_DIE AUFGABE_
Wie geht der Konzertbericht über den John-Williams-Abend in der SAP Arena weiter? Führe ihn nach seinem letzten Satz im selben Ton fort.

Ein Konzertabend voller Filmmusik von John Williams, bei dem der Komponist gar nicht anwesend ist, geht das? Das weißrussische Bolschoi-Orchester beweist in der Mannheimer SAP Arena, dass das bestens funktionieren kann, trotz der Dominanz von Star Wars.

Es ist schon interessant, wie Dirigent Claudio Vandelli und Moderator Knut Elstermann an jenem Abend über die Musikeinflüsse von John Williams philosophieren: Man höre Vorbilder wie Schostakowitch oder Prokofjew heraus, sogar Wagner mit seiner Leitmotivtechnik sei wegweisend für den Filmkomponisten gewesen. Schade nur, dass der 84-jährige Williams nicht selbst zugegen ist, um von seiner Musik zu erzählen.

In diesem hohen Alter wäre es sicherlich auch keine gute Idee, sich auf eine große Tournee zu begeben. Seinem eigenem Großvater würde man so etwas ja schließlich auch nicht zumuten. Um die 3200 Zuschauer kommen also an jenem Abend voller Erwartung in die SAP Arena, um sich ein Potpourri der größten Filmmusiken von Williams anzuhören. Die Musik ist schließlich Anlass genug.

Ein Telegramm für Sie

Kurz vor Beginn erscheint auf der riesigen LED-Leinwand eine schriftliche Botschaft des Komponisten, in der er dem Publikum viel Spaß wünscht. Ein kurzer Videogruß wäre natürlich persönlicher gewesen. Angesichts der Vorfreude auf das Konzert bin ich jedoch nachsichtig und werde gleich zu Beginn aus meiner Lethargie gerissen. Das Orchester des Staatstheaters für Oper und Ballett  aus Minsk, Weissrussland sorgt  unter der Leitung von Claudio Vandelli mit dem Hauptthema von "Star Wars" für einen hochkarätigen Start.

Schwergewicht der Filmmusik

Der Krieg der Sterne sei der "Monolith" des Werks von John Williams, wie der äußerst kompetente Moderator des Abends, Filmjournalist Knut Elstermann, betont. Dass er sich mit dieser Aussage indirekt auch auf den Konzertabend bezieht, können die Zuschauer da noch nicht ahnen. Nach dem jovialen "Flight To Neverland" und dem gefühlvollen Thema von "Schindlers Liste" tritt jedoch erneut Star Wars auf den Plan, diesmal mit "Anakin's Theme" und "Duel Of The Fates".

Einträge aus einem Datensatz zum Zeigen:
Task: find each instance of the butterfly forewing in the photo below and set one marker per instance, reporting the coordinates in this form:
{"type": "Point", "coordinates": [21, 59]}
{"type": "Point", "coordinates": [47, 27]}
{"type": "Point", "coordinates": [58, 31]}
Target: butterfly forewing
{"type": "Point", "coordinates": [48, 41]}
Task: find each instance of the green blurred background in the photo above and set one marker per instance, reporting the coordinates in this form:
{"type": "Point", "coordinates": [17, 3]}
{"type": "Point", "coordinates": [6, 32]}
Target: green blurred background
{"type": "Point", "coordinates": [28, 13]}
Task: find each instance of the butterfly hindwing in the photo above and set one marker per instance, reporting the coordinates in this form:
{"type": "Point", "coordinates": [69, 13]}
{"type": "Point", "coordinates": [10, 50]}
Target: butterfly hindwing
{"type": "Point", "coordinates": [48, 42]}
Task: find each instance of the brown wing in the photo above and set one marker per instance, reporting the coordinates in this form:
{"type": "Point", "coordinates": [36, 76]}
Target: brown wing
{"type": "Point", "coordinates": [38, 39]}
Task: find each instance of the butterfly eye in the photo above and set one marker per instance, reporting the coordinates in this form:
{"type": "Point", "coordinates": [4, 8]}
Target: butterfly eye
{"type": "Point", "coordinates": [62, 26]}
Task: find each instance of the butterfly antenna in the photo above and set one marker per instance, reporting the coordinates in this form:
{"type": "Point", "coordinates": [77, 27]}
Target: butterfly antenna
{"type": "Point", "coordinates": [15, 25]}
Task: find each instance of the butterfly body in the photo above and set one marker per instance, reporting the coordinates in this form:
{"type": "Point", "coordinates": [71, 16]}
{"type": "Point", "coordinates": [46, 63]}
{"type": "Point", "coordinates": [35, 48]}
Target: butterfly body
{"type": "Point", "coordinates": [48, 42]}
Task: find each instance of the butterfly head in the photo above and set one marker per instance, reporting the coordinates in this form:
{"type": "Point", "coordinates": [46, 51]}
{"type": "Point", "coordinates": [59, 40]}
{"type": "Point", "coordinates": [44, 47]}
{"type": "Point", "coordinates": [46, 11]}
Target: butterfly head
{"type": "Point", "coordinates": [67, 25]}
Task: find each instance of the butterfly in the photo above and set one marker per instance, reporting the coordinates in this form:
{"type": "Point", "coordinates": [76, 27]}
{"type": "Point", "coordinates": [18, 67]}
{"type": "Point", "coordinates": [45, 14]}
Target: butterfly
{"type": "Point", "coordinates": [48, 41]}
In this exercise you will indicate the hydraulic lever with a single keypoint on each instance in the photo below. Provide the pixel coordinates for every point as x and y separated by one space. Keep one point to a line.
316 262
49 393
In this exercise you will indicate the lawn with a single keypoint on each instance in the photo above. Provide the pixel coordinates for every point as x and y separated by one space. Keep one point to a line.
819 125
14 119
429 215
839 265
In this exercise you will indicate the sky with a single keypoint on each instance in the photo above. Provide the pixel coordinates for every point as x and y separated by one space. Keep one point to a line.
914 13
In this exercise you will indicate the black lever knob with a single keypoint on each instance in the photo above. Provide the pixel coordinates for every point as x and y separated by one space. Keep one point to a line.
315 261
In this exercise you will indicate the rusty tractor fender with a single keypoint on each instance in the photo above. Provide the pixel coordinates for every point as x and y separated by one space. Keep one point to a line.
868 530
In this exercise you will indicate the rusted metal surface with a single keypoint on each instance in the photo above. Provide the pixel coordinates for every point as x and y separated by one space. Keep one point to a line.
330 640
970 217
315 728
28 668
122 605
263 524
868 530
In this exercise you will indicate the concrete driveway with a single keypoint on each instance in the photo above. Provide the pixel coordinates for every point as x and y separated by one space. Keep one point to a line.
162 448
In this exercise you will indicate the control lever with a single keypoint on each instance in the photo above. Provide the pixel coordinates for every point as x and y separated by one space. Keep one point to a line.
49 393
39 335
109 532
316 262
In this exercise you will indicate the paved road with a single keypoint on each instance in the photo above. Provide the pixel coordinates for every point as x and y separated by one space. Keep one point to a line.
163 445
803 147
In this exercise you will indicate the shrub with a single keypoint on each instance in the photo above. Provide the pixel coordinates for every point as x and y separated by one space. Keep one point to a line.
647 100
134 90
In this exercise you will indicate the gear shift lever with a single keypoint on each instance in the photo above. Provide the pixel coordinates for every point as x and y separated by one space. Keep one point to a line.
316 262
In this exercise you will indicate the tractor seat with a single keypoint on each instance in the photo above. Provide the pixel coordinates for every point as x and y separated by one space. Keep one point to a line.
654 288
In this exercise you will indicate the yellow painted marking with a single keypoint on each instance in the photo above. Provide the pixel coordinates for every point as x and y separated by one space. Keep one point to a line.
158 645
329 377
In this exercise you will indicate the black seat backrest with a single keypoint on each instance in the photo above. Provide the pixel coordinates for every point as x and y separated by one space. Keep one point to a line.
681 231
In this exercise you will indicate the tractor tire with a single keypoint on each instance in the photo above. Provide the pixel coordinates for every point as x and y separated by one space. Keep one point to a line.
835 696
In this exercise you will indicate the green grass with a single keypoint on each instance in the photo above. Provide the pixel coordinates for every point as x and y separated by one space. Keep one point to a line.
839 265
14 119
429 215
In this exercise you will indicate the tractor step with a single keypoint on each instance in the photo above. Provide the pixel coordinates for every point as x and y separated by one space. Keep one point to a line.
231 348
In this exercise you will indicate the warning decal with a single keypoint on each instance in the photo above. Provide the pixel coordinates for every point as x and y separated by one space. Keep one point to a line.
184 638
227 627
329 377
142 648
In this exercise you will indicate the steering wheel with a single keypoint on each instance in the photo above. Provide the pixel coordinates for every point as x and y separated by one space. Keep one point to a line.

_SCHRIFTLICHE ANTWORT_
Abwechslung schadet nie

John Williams' Soundtrack zum Weltraumepos ist zu Recht eine der bekanntesten Fimmelodien. Jedoch hat der fünffache Oscar- und 12-fache Grammy-Preisträger Williams noch weitaus mehr populäre Filmmusiken geschrieben, wie beispielsweise für "Der Soldat James Ryan" oder "Catch Me If You Can". Hätte man diese Werke nicht anstelle vom ständig wiederkehrenden "Star Wars" spielen können?

Großartige Filmszenen

Doch es folgen natürlich noch zahlreiche weitere Klassiker. Die auf der großen LED-Leinwand gezeigten Filmausschnitte setzen die Musik perfekt in Szene: E.T., der im Raumschiff nach Hause fliegt, die riesigen Dinosaurier in Jurassic Park oder der vor einem riesigen Felsen fliehende Indiana Jones. Die Filmszenen sorgen für die richtige Stimmung und bilden eine schöne Ergänzung zu den hörenswerten Interpretationen des Bolschoi-Orchesters.

Gegensätzliche Inszenierungen

Um einen Bogen zum letztjährigen Konzert von Hans Zimmer zu schlagen: Dort war alles auf Größe angelegt. Band, Chor und Orchester bildeten einen riesigen Klangkörper und Hans Zimmer gab während der Show alles. Auf der Leinwand liefen vom jeweiligen Film lösgelöste Animationen, da es auf der Bühne ohnehin genug zu sehen gab.

Bei "The Best Of John Williams" ist es genau umgekehrt. Die gezeigten Filmausschnitte sind es, die für Dramaturgie sorgen und Erinnerungen an emotionale oder actionreiche Momente wiederauferstehen lassen. Das Konzert an sich ist "klassisch" im herkömmlichen Sinne; das spielende Orchester wird nur von einer sparsamen Lichtshow unterstützt.

Großartige Stimmung, aber fehlendes i-Tüpfelchen

Beide Inszenierungsformen, sowohl von Hans Zimmer als auch von "The Best Of John Williams" haben etwas für sich, nähern sie sich den Filmstreifen und deren musikalische Wahrnehmung doch auf eigene Weise. Der Abend mit der Musik Williams' sorgt also definitiv für Stimmung, lässt aber einen wirklichen Überraschungsmoment vermissen. Dies wird aber durch die einzigartige Symbiose von Orchester und Filmleinwand mehr als aufgewogen.

Star Wars schlägt zurück

Das Programm endet so, wie es angefangen hat: Mit Star Wars, dessen "Imperial March" auch in der Zugabe folgt. Insgesamt hören die Zuschauer also vier Blöcke mit Musik aus dem Sci-Fi-Streifen. Hätten zwei nicht auch gereicht? Star-Wars-Fans dürften sich vor Euphorie kaum noch halten können, für die anderen ist dieser Fokus vielleicht nicht so ganz verständlich.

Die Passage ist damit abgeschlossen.